- [The task]:
Retype every one of the entries below without changing a single character.

--- Input material ---

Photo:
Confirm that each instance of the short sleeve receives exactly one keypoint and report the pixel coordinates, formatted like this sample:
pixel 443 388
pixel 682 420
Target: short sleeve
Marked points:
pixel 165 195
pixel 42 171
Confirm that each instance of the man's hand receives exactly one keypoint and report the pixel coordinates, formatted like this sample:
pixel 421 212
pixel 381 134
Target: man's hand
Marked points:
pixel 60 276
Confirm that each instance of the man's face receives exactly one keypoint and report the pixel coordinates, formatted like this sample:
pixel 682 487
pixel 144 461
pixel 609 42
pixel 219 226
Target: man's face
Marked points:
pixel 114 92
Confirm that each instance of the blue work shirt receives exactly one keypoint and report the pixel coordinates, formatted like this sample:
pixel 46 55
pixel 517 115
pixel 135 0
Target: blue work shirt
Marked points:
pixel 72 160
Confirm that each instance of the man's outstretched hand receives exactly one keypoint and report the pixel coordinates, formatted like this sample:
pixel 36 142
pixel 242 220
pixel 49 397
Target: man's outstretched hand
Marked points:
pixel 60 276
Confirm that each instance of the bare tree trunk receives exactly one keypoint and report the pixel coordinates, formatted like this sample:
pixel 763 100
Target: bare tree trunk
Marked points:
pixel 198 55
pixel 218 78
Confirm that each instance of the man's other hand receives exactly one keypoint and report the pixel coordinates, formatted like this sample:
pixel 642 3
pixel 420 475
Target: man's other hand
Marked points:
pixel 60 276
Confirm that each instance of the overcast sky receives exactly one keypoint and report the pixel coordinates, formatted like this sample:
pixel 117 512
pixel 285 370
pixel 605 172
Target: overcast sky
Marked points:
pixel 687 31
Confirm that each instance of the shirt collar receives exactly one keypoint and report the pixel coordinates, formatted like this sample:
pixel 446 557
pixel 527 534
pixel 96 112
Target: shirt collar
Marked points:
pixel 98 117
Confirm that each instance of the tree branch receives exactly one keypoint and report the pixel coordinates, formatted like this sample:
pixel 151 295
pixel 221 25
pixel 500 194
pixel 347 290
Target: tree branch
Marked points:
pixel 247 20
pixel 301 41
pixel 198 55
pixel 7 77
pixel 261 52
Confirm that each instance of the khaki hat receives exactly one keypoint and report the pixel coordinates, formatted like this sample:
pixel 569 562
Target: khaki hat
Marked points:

---

- [Written solution]:
Photo:
Confirm that each instance of the short sleeve receives exactly one keypoint and report the pixel coordinates, formatted like this sample:
pixel 443 388
pixel 682 420
Target: short sleeve
Marked points:
pixel 165 195
pixel 42 171
Confirm that each instance of the man's hand receives exactly one keypoint and report the pixel coordinates, formatted like this sample:
pixel 421 212
pixel 381 134
Target: man's hand
Marked points:
pixel 60 276
Confirm that each instance of the man's face receives exactly one keypoint and report the pixel coordinates, formatted like this sample:
pixel 682 487
pixel 144 461
pixel 609 42
pixel 219 226
Target: man's face
Marked points:
pixel 114 92
Confirm that each instance of the blue work shirt receives exactly one keypoint and report the pixel coordinates, formatted like this sample:
pixel 46 55
pixel 517 115
pixel 135 0
Target: blue work shirt
Marked points:
pixel 72 160
Confirm that each instance of the man's outstretched hand receives exactly one keypoint and report the pixel coordinates, formatted like this sample:
pixel 36 142
pixel 242 220
pixel 49 397
Target: man's outstretched hand
Marked points:
pixel 60 276
Confirm that each instance of the bare tree trunk receives exactly one keypoint and report the pixel coordinates, formatted like this sample:
pixel 763 100
Target: bare tree trunk
Marked points:
pixel 198 55
pixel 218 78
Confirm that each instance of the man's other hand receives exactly one keypoint and report the pixel coordinates, formatted like this sample:
pixel 642 3
pixel 420 475
Target: man's other hand
Marked points:
pixel 60 276
Confirm that each instance of the overcast sky receives exactly one keypoint and report the pixel coordinates, formatted like this sample:
pixel 117 512
pixel 285 370
pixel 605 172
Target: overcast sky
Marked points:
pixel 687 31
Confirm that each instance of the shirt collar receives exactly one keypoint and report the pixel coordinates, formatted like this sample:
pixel 446 557
pixel 527 534
pixel 96 112
Target: shirt collar
Marked points:
pixel 98 117
Confirm that each instance of the tree branch receives exactly one keypoint and report the pixel coordinates, formatted like this sample:
pixel 151 295
pixel 221 25
pixel 500 194
pixel 347 290
Target: tree branch
Marked points:
pixel 247 20
pixel 301 41
pixel 198 55
pixel 7 77
pixel 261 52
Confirm that each instance of the khaki hat receives exactly one keypoint and report the pixel coordinates, formatted like this sample:
pixel 569 562
Target: khaki hat
Marked points:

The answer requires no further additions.